▸ **EXCERTO DO DOCUMENTO**

Quarta feira, dia ilustre. O grande milhafre motorizado vai, finalmente, aterrar na nossa Ilha. À espera está um grande número de populares. Dividem-se em grupos e comentam o fenómeno. Sente-se, no ar, um clima de desconfiança. Vou avançando e falando com os grupos. O vento sopra lá fora. Dizem os entendidos que vem de Sul.
- Viva! Grande dia!
- Vamos ver. Até agora ainda não vi nada. Nem sequer acredito nessa história de vir aí esse avião.
- Porque não?
- Ó "home", porque é assim mesmo. Os da Terceira e os do Faial estão juntos contra isto.
- E para que são essas lanternas?
- Não há-de ser por falta de luz que o "homezinho" não aterra. A gente trouxe os "foxes" da caça e vamos lá para dentro para marcar a "vereda" onde ele tem de acertar. Assim não há desculpas…
- OK! Até já e bom trabalho.
O vento parece aumentar e as bandeiras do P.S. começam a forçar os paus a que estão presos. A Rosa emaranha-se e perde a cor. Será que se contorce de vergonha, pensando que o candidato afinal, apesar dos discursos escarninhos do Conclave e dos seus representantes mais ortodoxos, ser o Sr. Furtado?
- Boa tarde! Para que é a caçadeira?
- O sacana, hoje, aterra aqui! Nem que tenha de lhe meter este chumbo no bucho!
- Viva o Pico! Fui dizendo e andando.
Uma nuvem cobre o céu. O prenúncio é negativo. Disse para mim mesmo; "Tá feio!". Caminhei até ao bar e ouvi a seguinte conversa:
- Dizem que falta rádio para a aproximação. Li num sítio…
- Qual rádio qual quê? Para que serve isso? Para ouvir a antena nove e a rádio Pico? Pode muito bem aterrar sem música. Deixem-se de tretas! Mariquices desses gajos do Continente.
Segui viagem até à porta de embarque. O ânimo era igual.
- O gajo não aterra porque não tem ILS!
- O que é isso "home"? Aquela droga dos comprimidos ou quê?
- Dizem que é para aterrar com instrumentos.
- Ná pode ser! Tenho um primo da América que diz que "lá fora" já não se usa isso, Podem meter armas nos instrumentos. Agora está proibido.
- Não sei, ouvi dizer…
- Até te digo mais. A Filarmónica das sete cidades não tem nenhum ILS mas toca bem na mesma. O passo dobrado dá gosto de ouvir,
Ouve-se o rugir dos motores. A silhueta da "ave" torna-se nítida e reluz ao sol.

▸ **DADOS FORNECIDOS**
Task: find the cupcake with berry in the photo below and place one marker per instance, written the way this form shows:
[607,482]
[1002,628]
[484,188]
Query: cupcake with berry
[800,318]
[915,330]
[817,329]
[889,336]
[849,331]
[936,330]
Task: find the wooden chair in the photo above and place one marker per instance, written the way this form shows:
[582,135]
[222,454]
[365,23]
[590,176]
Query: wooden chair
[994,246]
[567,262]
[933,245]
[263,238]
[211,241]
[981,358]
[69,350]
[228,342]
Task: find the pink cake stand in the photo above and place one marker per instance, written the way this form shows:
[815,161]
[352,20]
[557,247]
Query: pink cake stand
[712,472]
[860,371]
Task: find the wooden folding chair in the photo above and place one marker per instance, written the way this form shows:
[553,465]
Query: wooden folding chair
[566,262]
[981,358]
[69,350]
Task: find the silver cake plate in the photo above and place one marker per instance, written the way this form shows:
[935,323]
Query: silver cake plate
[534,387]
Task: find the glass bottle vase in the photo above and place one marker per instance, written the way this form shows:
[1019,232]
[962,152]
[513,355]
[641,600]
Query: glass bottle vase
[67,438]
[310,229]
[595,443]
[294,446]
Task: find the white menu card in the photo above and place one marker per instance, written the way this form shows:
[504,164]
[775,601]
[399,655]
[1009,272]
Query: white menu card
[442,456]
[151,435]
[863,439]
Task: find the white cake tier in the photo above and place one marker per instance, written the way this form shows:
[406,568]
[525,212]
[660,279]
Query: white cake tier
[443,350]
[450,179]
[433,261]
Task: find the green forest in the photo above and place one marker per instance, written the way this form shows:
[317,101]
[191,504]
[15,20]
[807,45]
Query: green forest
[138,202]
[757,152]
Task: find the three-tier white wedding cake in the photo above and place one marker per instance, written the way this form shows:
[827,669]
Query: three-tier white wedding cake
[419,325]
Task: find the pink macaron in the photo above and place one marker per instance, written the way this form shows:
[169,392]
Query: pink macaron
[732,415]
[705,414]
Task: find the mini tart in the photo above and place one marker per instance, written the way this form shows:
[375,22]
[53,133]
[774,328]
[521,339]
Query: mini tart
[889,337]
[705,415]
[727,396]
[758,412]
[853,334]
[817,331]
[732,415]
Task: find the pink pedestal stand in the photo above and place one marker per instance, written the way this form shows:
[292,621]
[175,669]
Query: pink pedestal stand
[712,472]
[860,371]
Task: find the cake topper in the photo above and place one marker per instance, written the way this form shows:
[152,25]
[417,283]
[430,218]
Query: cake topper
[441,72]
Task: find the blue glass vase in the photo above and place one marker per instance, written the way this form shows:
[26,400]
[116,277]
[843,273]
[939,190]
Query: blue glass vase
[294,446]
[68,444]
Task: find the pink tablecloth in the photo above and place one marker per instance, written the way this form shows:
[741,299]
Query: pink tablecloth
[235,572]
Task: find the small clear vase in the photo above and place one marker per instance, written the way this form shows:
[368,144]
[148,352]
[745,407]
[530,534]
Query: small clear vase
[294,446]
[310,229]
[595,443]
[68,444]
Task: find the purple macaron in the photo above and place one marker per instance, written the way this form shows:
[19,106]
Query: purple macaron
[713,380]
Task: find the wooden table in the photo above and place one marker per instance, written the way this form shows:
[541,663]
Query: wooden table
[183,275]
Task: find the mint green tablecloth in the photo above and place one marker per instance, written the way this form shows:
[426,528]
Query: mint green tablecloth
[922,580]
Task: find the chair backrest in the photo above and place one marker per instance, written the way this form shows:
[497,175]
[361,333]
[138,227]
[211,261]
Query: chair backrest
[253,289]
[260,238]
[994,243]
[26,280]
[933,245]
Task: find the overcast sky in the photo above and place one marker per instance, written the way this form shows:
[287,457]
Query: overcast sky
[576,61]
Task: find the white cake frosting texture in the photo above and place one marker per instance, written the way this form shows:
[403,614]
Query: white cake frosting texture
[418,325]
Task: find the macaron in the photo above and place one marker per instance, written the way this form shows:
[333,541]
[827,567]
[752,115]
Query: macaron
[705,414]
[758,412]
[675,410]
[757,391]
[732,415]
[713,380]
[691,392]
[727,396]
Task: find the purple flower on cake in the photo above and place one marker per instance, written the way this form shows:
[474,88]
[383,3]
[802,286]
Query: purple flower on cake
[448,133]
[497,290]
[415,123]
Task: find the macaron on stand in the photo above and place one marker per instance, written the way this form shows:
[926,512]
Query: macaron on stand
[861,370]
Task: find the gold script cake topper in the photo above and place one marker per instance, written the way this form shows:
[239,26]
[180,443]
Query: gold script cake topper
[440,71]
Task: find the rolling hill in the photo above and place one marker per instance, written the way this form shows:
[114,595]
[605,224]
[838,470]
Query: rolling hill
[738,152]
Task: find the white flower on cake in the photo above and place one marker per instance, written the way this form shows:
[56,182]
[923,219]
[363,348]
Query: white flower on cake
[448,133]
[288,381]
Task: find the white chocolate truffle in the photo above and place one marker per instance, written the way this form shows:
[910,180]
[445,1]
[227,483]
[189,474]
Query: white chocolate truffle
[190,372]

▸ **O QUE SE PEDE**
Reescreva o texto de "Quarta feira, dia" a "juntos contra isto.", trocando "avião" por "aparelho". Os itens são material à parte, independente do texto.

▸ **EXERCÍCIO RESOLVIDO**
Quarta feira, dia ilustre. O grande milhafre motorizado vai, finalmente, aterrar na nossa Ilha. À espera está um grande número de populares. Dividem-se em grupos e comentam o fenómeno. Sente-se, no ar, um clima de desconfiança. Vou avançando e falando com os grupos. O vento sopra lá fora. Dizem os entendidos que vem de Sul.
- Viva! Grande dia!
- Vamos ver. Até agora ainda não vi nada. Nem sequer acredito nessa história de vir aí esse aparelho.
- Porque não?
- Ó "home", porque é assim mesmo. Os da Terceira e os do Faial estão juntos contra isto.